» **TASK REQUIREMENTS**
The full listing below is to be written out exactly.

_ _ _ _ _ _ _

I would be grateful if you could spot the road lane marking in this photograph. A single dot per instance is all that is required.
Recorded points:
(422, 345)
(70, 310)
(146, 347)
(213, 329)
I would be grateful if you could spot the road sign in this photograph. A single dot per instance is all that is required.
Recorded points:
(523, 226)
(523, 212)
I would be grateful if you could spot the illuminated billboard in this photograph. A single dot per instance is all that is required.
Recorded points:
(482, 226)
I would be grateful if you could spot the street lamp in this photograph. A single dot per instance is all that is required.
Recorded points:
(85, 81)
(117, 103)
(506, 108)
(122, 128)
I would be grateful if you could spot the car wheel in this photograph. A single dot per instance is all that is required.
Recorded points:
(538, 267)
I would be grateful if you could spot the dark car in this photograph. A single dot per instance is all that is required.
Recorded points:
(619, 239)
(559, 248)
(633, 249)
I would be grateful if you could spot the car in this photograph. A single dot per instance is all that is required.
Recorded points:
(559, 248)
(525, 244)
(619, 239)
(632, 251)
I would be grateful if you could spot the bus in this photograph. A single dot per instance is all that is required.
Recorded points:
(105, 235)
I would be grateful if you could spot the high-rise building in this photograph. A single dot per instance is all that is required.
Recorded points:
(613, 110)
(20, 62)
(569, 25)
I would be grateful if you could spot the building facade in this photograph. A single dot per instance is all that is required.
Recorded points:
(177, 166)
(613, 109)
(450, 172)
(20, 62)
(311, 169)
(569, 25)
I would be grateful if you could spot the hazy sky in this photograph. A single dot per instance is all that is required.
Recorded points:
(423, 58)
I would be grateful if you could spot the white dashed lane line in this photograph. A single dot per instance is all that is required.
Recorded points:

_ _ _ _ _ _ _

» **SOLUTION TO THIS PROBLEM**
I would be grateful if you could spot the road lane marking in this photograph. A single dot per instance is all that is required.
Recorded points:
(422, 345)
(70, 310)
(146, 347)
(213, 329)
I would be grateful if you could spot the road sign in this photograph. A single dot per instance is all that is required.
Recorded points:
(523, 226)
(523, 212)
I would be grateful if you could spot the illuminated billboard in this photograph. A single dot per instance is all that is required.
Recorded points:
(482, 226)
I would be grateful if you could spot the street lamp in this photograph. A single dot per instance is all that is required.
Recorded points:
(85, 81)
(117, 103)
(506, 108)
(122, 128)
I would be grateful if you could spot the car wheel in this photograph. A single dot per instance is all that is required.
Recorded points:
(538, 267)
I would be grateful if you could spot the dark car in this photograph. A single dot per instance is all that is required.
Recorded points:
(619, 239)
(559, 248)
(633, 249)
I would be grateful if you could spot the car in this photograph. A single dot per instance is all that is required.
Recorded points:
(559, 248)
(525, 244)
(619, 239)
(632, 251)
I would be grateful if you could spot the bus in this photograph. A single dot per instance is all that is required.
Recorded points:
(105, 235)
I would be grateful if you could spot the high-rise building in this photograph. A single dot per instance is all that is required.
Recorded points:
(613, 110)
(20, 62)
(569, 25)
I would be grateful if you could spot the building facade in this photograph. A single dot per instance is all that is required.
Recorded points:
(177, 166)
(613, 109)
(450, 172)
(20, 62)
(311, 169)
(569, 25)
I would be grateful if you could spot the hazy sky in this photograph. A single dot per instance is all that is required.
Recorded points:
(423, 58)
I would be grateful if you could spot the white dashed lane line in this photograph. A single dot per instance is all that is required.
Recorded points:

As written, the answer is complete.